• **Provided records**:
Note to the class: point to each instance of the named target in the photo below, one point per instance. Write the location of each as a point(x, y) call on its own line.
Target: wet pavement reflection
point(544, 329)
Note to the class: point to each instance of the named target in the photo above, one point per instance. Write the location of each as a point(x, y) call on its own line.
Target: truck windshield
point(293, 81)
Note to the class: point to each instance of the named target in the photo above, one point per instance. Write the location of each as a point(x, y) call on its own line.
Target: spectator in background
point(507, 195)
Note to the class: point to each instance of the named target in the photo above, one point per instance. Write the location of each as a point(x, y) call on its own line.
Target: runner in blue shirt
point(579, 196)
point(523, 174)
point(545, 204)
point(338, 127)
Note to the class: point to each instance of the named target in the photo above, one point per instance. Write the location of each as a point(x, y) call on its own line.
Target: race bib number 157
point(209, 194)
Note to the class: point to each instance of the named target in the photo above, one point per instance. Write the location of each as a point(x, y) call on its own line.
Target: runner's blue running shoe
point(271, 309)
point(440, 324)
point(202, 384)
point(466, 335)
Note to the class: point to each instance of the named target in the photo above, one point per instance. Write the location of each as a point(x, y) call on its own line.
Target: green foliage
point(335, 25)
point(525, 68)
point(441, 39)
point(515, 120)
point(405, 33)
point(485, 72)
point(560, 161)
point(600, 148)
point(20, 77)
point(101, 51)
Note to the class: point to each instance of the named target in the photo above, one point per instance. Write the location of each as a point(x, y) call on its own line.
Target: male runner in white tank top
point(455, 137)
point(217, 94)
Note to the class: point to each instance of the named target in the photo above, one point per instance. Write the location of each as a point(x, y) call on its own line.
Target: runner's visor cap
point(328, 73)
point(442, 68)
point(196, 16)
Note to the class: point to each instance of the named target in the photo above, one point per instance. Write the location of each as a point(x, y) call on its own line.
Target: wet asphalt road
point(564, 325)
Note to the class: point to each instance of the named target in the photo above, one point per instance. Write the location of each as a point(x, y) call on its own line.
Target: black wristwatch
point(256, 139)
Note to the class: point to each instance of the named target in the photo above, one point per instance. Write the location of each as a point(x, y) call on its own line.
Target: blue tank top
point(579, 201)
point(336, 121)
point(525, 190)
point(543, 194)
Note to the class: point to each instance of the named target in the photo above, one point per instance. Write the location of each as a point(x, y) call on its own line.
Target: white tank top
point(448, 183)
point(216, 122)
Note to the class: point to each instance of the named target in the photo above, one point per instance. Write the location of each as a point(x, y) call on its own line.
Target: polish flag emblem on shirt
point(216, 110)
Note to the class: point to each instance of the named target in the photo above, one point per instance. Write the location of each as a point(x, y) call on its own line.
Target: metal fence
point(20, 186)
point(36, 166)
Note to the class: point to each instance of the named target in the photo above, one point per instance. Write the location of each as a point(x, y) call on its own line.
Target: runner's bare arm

• **Goal**: Update the material above by replacing every "tank top" with "singlet", and leave everything else unchanged.

• **Exercise output**:
Note to the class: point to each instance of the named target in the photo below, one point per instance. Write the location of each as a point(x, y) call on its own line.
Target: wet pavement reflection
point(544, 329)
Note to the class: point to each instance of the named target in the photo above, one point per instance. Write the location of each as a point(x, y) call on its own line.
Target: truck windshield
point(293, 81)
Note to the class: point to each instance of the named target in the photo above, one point per instance. Write the location of each as a point(x, y) call on its own line.
Target: spectator in background
point(507, 195)
Note to the class: point to each instance of the named target in the photo above, one point per instance. Write the location of each as a point(x, y) call on its own line.
Target: runner in blue shirt
point(579, 196)
point(523, 174)
point(545, 204)
point(338, 127)
Note to the class: point to each instance of the named target in the photo above, one point per instance. Write the location of each as a point(x, y) call on its own line.
Target: race bib number 157
point(209, 194)
Note to the class: point to each instance of the named target in the photo above, one point per instance. Write the location of each as a point(x, y) call on its own line.
Target: runner's blue running shoe
point(271, 309)
point(440, 324)
point(202, 384)
point(466, 335)
Note to the class: point to each instance of the named target in the photo above, one point per instance. Write the location of each as a point(x, y) call on its own line.
Target: green foliage
point(335, 25)
point(525, 68)
point(441, 39)
point(515, 120)
point(405, 33)
point(485, 72)
point(560, 161)
point(600, 148)
point(20, 77)
point(101, 51)
Note to the class: point to each instance of the named target in the photo above, one point per instance. Write the location of each as a point(x, y) call on its own line.
Target: male runner in white singlet
point(455, 137)
point(217, 94)
Note to the class: point to each instance of the named target in the photo above, one point per instance. Write the location of each as a point(x, y) call on its own line.
Target: runner's visor cap
point(328, 73)
point(442, 68)
point(196, 16)
Note to the class: point to each instance of the named target in the photo above, one point per instance. Write the location of each as a point(x, y) call on its own line.
Target: wet asphalt road
point(564, 325)
Note to the class: point to each instance of the named target in the photo above, one point per instance. Write the location of each as a point(x, y) call on its own line.
Target: black wristwatch
point(256, 139)
Note to the class: point to each instance of the named target in the photo above, one point per instance. Write the location of each as a point(x, y) call on its own line.
Target: blue singlet
point(579, 201)
point(336, 121)
point(525, 190)
point(543, 194)
Note to the class: point to each instance of the named target in the photo above, one point per instance. Write the location of each as a point(x, y) call on its own line.
Target: white singlet
point(448, 183)
point(216, 122)
Note to the class: point to each instance of the named target in the photo above, one point per instance. Write the location of each as a point(x, y) call on its own line.
Target: polish flag emblem on shirt
point(216, 110)
Note to the class: point to each instance of the named target in the photo above, one point per instance. Write the location of each as a point(x, y) call on its own line.
Target: metal fence
point(20, 186)
point(36, 166)
Note to the class: point to each instance of the named target in the photo above, one point per instance. Write the location of each as a point(x, y) call on its own line.
Target: runner's bare arm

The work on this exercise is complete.